Your task: Can you reproduce word for word the stretch of the forum thread on government contracting starting at "I’ve seen some" and ending at "(Jan 1, 2015)"?

start Selected passage

Any major issues should be found and addressed during FA, and, by the time you get to LRIP, any remaining adjustments should be minor. If you find yourself, as a contractor in LRIP or FRP, with tasks you have to perform that are incorrect, someone in the PM side failed. If you find yourself having to perform a task for Acceptance, and then re-do it “right”, you’re putting your company at risk of delivering non-compliant work.

I’ve seen some of those ECP debates get pretty heated, and I’ve seen outcomes all over the board. I’ve seen instances where Design screwed the pooch, and had to correct an issue on their own dime. I’ve seen instances where Production swore that the design was “wrong”, but turned out really just to be different than how they’ve “always done it”. I’ve seen instances where the correct design was just something that neither Design nor Production had factored in to their bid, and took it on the chin. What I’ve never seen was an issue that was taken to the PM table, described and investigated properly, and not addressed to an agreed-upon resolution that allowed everyone involved a path to compliance.


----------



## mreynolds (Jan 1, 2015)

Sometimes the pork spent is so much simpler. Take Operation Blue Tarp. The bid is let out to a prime contractor. Then it is subbed out to another who subs to another, then another. 

That sub then subs it out to a company that has maybe 1 guy per county or 2 and they sub out to the ones that do the actual work. 

2004, the year of Katrina, Rita and Wilma. The prime received 160. Their sub received 130/135 ( can't remember the actual numbers). Their sub received 110 +/-. Their sub received 90 (black sheep's of the political families didn't get as much). Then then to 70, then down to me.

I got 35 a square to install. I supplied everything but the actual tarp. Including RV, food, nails, lathe, tape and all other expenses. I had 20 men. 

Why doesn't the government just hire the guy above me? Why do they need all these "prime's" above us? It's how they become millionaires on 200k a year is why.


----------



## Danaus29 (Sep 12, 2005)

Paumon said:


> From watching Star Trek on TV. 😊
> 
> .


I love that flip communicator! Roddenberry was a visionary.


----------



## Chief50 (10 mo ago)

GunMonkeyIntl said:


> That makes sense, but it’s also a slightly different story than was implied in the first post.

end Selected passage
start Material supplied

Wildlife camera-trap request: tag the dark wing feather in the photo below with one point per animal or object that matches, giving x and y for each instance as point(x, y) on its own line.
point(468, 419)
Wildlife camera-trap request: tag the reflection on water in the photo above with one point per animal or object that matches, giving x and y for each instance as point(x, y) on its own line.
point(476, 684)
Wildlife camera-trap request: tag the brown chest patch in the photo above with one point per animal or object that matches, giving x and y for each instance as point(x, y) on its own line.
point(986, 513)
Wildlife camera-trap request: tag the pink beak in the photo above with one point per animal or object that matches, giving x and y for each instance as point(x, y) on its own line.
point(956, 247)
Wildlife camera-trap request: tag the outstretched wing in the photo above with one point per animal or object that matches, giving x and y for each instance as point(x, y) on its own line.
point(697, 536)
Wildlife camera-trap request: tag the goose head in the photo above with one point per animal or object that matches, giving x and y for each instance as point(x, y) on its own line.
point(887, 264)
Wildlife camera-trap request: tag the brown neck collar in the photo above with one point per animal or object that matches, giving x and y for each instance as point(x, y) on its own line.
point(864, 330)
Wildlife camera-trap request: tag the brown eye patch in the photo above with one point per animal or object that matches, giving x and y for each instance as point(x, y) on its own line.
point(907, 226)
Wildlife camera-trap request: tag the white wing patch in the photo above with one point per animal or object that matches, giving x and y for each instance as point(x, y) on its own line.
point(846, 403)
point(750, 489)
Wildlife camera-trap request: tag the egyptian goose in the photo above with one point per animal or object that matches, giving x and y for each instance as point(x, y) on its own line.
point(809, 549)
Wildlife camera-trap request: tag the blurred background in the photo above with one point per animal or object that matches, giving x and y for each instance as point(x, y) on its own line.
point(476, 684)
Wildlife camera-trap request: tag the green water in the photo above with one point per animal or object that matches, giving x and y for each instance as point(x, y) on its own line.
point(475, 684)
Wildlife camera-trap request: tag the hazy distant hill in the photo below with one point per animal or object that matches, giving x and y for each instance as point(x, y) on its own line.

end Material supplied

Solution to this problem:
I’ve seen some of those ECP debates get pretty heated, and I’ve seen outcomes all over the board. I’ve seen instances where Design screwed the pooch, and had to correct an issue on their own dime. I’ve seen instances where Production swore that the design was “wrong”, but turned out really just to be different than how they’ve “always done it”. I’ve seen instances where the correct design was just something that neither Design nor Production had factored in to their bid, and took it on the chin. What I’ve never seen was an issue that was taken to the PM table, described and investigated properly, and not addressed to an agreed-upon resolution that allowed everyone involved a path to compliance.


----------



## mreynolds (Jan 1, 2015)